EXERCISE DIRECTIONS
From the entries below, gather every line containing the string "wall".
START EXERCISE INPUT
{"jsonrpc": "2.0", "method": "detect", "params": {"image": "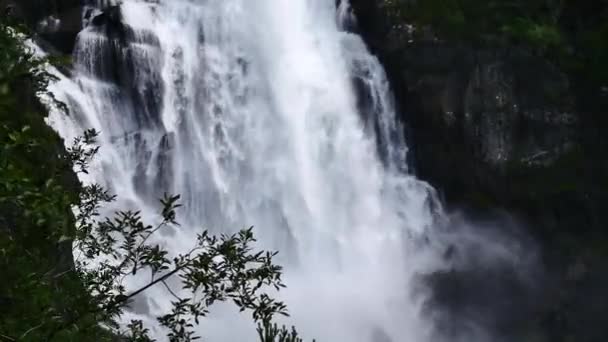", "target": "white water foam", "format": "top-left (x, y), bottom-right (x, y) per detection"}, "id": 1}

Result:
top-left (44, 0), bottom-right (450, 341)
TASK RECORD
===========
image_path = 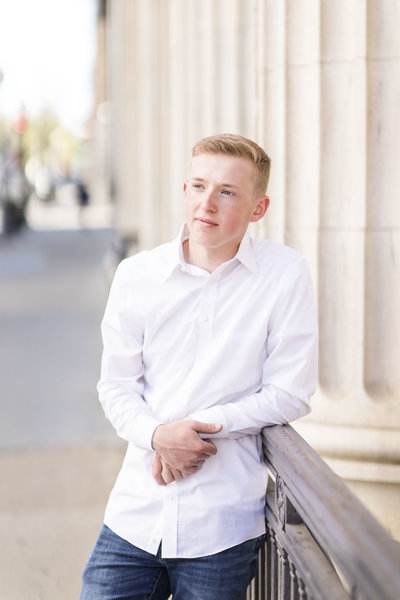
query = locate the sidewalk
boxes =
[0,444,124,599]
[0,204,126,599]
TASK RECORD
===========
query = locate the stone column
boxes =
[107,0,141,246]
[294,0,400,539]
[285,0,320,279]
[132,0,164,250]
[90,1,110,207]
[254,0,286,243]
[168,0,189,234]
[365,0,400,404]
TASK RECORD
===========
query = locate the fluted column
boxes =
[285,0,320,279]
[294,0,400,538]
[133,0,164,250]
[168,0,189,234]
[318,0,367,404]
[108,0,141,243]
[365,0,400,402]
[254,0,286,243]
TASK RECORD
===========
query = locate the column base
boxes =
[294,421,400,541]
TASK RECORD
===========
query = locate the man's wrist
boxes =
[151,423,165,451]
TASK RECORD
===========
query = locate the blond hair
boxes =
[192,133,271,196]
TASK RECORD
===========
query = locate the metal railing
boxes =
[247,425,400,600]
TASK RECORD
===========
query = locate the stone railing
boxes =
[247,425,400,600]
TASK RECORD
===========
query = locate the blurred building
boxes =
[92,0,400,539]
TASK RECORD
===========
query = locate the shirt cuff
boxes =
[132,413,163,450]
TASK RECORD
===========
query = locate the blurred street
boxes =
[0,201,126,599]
END EXERCISE INPUT
START EXERCISE INPUT
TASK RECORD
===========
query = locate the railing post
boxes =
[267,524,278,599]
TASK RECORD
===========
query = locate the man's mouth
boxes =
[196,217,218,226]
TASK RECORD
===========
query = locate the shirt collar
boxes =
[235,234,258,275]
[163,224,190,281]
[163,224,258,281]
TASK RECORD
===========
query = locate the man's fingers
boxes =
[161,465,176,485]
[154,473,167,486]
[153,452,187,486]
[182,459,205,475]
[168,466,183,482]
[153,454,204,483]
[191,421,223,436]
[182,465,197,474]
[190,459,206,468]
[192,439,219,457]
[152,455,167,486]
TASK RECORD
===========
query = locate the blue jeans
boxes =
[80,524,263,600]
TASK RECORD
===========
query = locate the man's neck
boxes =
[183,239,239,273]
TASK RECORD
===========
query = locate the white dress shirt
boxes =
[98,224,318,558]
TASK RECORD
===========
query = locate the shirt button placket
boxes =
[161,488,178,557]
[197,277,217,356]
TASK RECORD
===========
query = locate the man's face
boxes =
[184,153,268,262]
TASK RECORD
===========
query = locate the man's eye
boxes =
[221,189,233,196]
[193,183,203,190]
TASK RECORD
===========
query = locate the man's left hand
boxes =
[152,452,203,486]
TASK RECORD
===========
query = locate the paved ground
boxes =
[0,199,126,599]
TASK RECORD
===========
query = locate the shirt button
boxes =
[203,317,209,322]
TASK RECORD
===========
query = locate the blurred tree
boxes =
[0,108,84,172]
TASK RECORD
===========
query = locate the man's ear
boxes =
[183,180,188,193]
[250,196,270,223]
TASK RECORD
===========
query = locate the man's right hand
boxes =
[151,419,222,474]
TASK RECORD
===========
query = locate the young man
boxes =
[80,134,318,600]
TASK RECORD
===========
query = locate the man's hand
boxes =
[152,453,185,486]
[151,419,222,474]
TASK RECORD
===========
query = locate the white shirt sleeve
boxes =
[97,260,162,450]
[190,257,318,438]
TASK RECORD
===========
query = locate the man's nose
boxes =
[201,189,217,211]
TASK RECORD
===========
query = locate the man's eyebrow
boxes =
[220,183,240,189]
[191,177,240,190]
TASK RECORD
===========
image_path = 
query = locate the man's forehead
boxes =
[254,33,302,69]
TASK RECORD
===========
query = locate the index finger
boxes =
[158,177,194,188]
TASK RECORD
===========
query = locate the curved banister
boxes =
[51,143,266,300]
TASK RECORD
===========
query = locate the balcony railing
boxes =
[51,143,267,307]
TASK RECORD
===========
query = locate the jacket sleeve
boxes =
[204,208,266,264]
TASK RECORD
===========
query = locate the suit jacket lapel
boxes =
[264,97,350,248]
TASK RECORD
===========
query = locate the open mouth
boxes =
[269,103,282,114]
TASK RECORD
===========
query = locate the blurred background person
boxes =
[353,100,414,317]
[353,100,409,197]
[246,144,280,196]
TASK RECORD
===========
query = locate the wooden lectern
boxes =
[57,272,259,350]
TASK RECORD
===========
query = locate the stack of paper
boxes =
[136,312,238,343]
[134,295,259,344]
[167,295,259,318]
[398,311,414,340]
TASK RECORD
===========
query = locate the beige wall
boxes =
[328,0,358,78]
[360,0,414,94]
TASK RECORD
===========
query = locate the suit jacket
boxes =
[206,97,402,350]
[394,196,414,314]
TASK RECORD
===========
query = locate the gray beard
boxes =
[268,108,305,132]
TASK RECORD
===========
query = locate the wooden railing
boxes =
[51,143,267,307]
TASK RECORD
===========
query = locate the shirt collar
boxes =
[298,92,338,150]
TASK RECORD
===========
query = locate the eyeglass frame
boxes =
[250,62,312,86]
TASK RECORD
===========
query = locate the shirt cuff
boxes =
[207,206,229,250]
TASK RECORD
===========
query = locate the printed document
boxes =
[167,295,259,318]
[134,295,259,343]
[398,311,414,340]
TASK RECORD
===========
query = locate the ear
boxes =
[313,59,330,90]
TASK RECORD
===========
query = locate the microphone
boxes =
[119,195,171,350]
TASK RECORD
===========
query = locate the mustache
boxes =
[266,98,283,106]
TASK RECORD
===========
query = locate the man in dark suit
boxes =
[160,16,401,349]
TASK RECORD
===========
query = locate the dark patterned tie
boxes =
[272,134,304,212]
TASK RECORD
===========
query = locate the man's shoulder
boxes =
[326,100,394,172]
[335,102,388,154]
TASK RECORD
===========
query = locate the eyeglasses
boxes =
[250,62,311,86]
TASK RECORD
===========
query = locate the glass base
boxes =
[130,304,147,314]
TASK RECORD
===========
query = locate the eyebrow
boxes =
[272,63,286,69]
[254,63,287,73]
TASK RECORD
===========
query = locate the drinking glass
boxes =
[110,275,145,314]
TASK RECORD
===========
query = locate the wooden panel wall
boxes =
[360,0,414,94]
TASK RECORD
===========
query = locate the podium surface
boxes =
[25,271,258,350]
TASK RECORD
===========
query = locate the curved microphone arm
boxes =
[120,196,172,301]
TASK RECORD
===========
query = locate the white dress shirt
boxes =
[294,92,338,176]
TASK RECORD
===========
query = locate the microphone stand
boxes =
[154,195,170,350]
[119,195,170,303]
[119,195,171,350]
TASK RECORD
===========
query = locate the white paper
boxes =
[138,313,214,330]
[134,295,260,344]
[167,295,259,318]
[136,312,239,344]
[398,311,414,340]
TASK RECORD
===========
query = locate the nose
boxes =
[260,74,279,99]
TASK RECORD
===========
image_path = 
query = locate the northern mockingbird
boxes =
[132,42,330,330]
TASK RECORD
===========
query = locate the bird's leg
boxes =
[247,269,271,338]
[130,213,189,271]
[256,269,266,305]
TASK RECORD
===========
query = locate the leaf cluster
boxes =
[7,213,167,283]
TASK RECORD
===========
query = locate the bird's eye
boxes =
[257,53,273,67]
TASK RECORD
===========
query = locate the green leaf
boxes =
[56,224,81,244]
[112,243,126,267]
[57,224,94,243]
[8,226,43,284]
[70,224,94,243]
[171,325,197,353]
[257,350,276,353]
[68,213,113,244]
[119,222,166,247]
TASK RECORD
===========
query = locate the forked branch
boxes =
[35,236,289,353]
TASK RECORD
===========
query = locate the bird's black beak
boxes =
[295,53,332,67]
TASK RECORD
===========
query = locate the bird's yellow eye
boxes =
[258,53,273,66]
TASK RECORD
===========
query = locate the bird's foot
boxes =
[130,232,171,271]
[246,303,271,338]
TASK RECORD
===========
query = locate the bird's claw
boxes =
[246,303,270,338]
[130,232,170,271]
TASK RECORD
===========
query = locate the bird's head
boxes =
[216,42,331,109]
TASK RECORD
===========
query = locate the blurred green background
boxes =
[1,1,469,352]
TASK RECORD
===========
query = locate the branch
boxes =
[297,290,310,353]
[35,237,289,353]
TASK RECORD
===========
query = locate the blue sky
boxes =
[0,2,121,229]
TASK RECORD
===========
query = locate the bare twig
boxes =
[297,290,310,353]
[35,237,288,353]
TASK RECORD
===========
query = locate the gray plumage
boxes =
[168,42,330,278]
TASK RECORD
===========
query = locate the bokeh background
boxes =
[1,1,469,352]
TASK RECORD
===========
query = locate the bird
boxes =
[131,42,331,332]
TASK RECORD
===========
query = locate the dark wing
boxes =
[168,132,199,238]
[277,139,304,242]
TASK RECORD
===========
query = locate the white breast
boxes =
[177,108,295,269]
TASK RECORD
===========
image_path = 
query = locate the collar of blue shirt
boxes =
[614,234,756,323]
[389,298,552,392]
END EXERCISE INPUT
WRITTEN SOLUTION
query = locate the beige wall
query = locate the wooden panel wall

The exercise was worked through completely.